### Task directions
Can you quote the lines below verbatim, from the line with "Given the photograph above, this system identifies the skin" up to and including the line with "191,57,307,192", and give nothing else?

### Given data
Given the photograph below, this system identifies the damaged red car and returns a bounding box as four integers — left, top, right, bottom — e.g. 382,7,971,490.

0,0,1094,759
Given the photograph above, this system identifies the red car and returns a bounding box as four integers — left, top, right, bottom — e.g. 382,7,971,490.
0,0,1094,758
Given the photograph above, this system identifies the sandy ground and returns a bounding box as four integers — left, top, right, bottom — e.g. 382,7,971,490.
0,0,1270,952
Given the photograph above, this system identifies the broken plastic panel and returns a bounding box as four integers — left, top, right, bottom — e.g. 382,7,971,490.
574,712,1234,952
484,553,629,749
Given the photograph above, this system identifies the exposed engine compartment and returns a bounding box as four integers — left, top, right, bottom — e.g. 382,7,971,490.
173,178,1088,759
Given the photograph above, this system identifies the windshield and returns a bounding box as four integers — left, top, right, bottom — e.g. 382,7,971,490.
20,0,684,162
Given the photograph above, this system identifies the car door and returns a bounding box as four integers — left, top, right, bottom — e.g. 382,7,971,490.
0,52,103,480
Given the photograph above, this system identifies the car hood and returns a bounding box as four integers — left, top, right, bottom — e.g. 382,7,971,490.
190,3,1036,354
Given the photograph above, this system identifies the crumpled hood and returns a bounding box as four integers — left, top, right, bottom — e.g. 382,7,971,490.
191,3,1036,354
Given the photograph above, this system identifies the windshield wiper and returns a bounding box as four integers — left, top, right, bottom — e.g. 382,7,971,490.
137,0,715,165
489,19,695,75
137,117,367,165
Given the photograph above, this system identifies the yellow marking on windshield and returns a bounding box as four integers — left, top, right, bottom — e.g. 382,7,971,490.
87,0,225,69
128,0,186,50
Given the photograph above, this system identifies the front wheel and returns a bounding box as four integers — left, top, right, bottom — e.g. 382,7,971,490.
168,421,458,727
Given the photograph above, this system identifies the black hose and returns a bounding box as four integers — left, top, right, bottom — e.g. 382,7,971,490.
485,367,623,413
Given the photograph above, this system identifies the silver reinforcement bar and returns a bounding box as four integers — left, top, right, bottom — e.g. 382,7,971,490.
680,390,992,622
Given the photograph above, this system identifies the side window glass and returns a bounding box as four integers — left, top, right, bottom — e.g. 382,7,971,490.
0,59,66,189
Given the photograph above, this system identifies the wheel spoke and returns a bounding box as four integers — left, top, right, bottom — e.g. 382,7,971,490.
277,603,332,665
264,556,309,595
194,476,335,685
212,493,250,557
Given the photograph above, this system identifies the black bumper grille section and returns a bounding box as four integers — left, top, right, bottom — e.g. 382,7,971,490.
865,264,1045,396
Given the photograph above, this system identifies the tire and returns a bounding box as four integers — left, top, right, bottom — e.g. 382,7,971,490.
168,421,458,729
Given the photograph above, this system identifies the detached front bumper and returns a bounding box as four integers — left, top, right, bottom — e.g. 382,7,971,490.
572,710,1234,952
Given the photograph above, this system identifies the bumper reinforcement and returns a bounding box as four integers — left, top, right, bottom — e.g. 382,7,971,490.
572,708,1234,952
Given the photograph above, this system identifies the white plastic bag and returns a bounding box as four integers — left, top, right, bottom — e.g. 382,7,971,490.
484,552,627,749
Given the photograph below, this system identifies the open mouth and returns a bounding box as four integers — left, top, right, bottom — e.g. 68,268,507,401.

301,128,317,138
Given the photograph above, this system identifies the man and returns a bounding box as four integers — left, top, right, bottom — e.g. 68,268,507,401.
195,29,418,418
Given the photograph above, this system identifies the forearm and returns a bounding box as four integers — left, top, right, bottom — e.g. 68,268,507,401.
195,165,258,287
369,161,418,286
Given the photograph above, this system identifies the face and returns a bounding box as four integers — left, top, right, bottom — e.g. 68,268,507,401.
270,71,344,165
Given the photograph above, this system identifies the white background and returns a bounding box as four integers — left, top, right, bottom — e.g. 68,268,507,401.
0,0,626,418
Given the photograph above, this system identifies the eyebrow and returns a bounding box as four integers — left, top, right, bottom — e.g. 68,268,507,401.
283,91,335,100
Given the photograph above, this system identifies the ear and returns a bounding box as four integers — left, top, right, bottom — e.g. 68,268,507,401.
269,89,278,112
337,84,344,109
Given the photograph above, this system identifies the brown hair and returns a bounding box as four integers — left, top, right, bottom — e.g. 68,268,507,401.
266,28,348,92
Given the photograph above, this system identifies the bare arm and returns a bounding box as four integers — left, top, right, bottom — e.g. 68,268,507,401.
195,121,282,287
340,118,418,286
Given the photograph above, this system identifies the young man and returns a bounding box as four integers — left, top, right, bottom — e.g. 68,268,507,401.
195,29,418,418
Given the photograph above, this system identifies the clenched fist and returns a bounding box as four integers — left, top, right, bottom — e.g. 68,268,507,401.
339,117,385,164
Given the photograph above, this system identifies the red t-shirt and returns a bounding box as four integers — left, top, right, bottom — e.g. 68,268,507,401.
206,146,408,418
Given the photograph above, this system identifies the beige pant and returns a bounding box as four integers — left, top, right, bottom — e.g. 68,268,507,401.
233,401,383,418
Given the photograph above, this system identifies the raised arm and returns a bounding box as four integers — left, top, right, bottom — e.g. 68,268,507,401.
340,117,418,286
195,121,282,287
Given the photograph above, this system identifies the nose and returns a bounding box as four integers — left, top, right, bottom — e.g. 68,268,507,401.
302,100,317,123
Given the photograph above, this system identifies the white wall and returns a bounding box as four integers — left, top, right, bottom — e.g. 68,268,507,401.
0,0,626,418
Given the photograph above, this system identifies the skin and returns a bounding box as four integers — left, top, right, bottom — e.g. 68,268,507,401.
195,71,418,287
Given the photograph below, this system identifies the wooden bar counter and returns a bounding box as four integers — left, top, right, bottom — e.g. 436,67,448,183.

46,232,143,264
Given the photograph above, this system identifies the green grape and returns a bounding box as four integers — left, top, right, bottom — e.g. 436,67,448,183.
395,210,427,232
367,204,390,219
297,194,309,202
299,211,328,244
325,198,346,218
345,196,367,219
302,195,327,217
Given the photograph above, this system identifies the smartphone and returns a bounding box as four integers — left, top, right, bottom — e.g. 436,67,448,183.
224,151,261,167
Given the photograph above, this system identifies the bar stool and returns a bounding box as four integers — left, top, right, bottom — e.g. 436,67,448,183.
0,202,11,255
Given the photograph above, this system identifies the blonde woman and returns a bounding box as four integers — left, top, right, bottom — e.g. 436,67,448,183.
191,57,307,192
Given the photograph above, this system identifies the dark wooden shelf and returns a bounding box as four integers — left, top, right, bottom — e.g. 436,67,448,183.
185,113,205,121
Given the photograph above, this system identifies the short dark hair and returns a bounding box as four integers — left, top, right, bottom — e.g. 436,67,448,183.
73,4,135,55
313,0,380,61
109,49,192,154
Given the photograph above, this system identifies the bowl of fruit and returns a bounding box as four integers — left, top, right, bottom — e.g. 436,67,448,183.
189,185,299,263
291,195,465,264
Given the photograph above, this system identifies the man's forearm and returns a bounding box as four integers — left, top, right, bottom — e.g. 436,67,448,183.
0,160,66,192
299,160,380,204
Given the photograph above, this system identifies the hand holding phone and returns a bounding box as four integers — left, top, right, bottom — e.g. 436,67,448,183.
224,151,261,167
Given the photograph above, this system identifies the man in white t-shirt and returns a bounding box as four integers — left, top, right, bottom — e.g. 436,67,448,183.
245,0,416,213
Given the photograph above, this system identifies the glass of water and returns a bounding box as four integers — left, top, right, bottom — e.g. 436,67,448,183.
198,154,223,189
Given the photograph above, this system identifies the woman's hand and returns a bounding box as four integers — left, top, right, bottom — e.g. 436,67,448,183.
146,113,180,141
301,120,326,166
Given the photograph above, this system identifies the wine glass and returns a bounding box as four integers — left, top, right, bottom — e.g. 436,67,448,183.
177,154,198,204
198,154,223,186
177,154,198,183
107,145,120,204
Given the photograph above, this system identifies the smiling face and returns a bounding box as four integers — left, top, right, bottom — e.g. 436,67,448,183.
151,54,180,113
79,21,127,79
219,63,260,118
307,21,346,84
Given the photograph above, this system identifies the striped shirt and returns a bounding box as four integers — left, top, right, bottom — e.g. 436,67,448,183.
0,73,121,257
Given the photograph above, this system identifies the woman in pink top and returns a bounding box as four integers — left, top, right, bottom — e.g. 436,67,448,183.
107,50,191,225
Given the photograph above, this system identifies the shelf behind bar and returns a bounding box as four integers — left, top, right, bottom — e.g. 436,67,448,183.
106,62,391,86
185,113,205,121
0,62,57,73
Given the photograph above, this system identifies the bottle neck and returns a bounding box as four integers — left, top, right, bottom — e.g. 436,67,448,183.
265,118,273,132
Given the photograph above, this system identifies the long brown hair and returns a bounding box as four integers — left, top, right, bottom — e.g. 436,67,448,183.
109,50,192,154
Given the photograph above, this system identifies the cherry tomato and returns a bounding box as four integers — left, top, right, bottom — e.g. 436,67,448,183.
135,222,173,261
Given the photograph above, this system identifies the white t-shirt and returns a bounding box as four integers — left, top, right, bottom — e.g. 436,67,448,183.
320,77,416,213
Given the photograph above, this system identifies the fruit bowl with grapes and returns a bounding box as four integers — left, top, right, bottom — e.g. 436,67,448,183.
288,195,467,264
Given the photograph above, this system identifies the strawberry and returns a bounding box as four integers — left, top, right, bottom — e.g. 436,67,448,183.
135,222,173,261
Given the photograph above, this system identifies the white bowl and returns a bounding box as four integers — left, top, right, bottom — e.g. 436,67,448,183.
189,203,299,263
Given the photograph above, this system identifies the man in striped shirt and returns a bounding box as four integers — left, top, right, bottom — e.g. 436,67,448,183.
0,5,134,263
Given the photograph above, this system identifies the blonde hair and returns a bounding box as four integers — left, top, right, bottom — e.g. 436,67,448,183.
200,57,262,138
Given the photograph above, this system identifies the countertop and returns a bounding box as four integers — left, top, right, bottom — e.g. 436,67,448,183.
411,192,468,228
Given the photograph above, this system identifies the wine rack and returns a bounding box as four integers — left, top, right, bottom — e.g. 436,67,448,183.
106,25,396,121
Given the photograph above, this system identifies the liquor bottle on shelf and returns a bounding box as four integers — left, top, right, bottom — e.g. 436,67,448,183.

### Completed task
Given the photograph above, this system identifies the skin and returns a bounding box as four integers — left, top, right, bottom — e.g. 68,268,507,401.
195,71,418,287
Given the photograph below, this system identifies the wooden bar counter and returns a bounding box as four integers — left, top, right, bottom — e.g. 436,67,448,183.

46,232,143,264
Given the photograph above, this system identifies the green grape and returns a bounding box as four integers — left, top, right, bottom — e.g. 436,67,448,183.
395,210,427,232
367,204,390,219
297,194,309,202
299,211,328,244
325,198,346,218
345,196,367,219
302,195,327,217
Given the photograph above, this system identifies the smartphone and returns a bounding box as four integers — left, top, right, bottom — e.g. 436,67,448,183.
224,151,261,167
Given the photograph above, this system identifies the bar stool and returns a bounding box as four integers — left, top, right, bottom — e.g. 436,67,448,183.
0,202,11,255
Given the photograph above, this system identifies the blonde woman and returns a bounding box as four integers — left, top, right, bottom — e.g. 436,67,448,183.
191,57,307,192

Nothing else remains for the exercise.